## Exercise
Extract the final stretch of the data: the line that contains "backrest above? Mark it with a dot." and every line after it, unaltered, and no other lines.

## Supplied data
────────────────
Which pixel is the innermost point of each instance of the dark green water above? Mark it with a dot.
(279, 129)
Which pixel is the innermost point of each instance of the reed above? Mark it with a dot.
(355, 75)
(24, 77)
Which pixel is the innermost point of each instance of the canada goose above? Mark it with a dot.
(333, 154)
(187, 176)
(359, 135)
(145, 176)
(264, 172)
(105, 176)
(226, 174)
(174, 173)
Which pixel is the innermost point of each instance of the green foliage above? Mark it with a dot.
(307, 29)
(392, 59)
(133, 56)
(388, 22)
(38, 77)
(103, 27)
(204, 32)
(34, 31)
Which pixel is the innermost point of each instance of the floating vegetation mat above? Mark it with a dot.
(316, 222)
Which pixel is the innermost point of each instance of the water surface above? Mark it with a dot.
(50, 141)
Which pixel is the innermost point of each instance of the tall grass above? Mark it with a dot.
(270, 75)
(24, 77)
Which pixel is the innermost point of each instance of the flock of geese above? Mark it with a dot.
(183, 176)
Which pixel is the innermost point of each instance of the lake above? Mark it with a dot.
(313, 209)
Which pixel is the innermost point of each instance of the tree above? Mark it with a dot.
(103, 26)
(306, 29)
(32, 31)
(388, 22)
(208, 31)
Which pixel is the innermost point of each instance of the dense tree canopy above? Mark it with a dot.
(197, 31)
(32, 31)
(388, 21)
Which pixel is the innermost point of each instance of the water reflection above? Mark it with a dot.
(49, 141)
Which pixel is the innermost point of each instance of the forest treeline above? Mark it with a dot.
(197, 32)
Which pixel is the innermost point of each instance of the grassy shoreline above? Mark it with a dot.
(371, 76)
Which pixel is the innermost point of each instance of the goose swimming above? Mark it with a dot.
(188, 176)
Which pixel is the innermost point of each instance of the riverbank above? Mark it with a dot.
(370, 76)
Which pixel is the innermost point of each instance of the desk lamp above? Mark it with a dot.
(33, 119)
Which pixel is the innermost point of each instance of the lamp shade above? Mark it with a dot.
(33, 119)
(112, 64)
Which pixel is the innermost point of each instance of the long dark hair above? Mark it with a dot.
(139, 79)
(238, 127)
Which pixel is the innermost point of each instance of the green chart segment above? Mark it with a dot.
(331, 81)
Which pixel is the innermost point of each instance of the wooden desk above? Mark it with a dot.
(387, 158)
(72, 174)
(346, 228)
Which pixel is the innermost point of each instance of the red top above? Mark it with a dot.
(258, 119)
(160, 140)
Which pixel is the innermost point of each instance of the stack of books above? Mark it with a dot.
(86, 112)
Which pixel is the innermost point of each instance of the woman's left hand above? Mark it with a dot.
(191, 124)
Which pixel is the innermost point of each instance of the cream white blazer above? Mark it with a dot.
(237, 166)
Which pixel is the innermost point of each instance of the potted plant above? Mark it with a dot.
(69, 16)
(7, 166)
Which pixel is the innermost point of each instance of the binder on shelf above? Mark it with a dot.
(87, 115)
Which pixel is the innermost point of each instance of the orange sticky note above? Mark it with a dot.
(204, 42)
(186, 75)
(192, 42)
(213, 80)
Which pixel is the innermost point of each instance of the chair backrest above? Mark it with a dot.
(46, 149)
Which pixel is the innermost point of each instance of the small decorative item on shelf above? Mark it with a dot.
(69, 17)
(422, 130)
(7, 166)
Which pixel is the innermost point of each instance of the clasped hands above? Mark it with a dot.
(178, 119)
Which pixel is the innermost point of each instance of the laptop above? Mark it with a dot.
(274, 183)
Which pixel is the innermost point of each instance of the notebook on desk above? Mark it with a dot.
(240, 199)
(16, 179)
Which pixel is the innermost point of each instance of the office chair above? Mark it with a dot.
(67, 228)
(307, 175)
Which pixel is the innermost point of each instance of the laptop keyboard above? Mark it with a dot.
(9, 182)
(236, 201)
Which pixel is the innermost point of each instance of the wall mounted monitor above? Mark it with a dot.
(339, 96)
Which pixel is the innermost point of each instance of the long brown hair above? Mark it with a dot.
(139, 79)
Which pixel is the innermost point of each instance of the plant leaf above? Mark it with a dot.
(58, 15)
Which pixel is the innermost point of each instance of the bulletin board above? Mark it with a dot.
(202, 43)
────────────────
## Final result
Which pixel is the innermost point of each instance of the chair backrest above? Mark it with a dot.
(46, 149)
Which pixel is the innermost point of each instance of the small decorative item on shelf above? Mark it with a dot.
(69, 17)
(422, 130)
(7, 166)
Which pixel is the innermost point of each instance of the clasped hands above? Mark it with a dot.
(178, 119)
Which pixel is the innermost point of each instance of the laptop above? Mark it with a dot.
(274, 183)
Which pixel is the innermost point of each instance of the notebook on desk above? Mark it with a dot.
(240, 199)
(16, 179)
Which pixel is the innermost point of each instance of the office chair above? Mark it with a dot.
(67, 228)
(307, 175)
Which pixel is the innermost point of each instance of the laptop keyboard above? Mark it with a dot.
(9, 182)
(236, 201)
Which pixel is the innermost point of each instance of the wall mounted monitor above? Mark it with a dot.
(339, 96)
Which pixel is the innermost point of each instance of the long brown hair above? Mark it with a dot.
(139, 79)
Which pixel is the innermost point of each instance of the plant leaf above? Mark it with a dot.
(58, 15)
Which pixel is the innermost point of each instance of the bulletin board above? Mark it with a dot.
(202, 43)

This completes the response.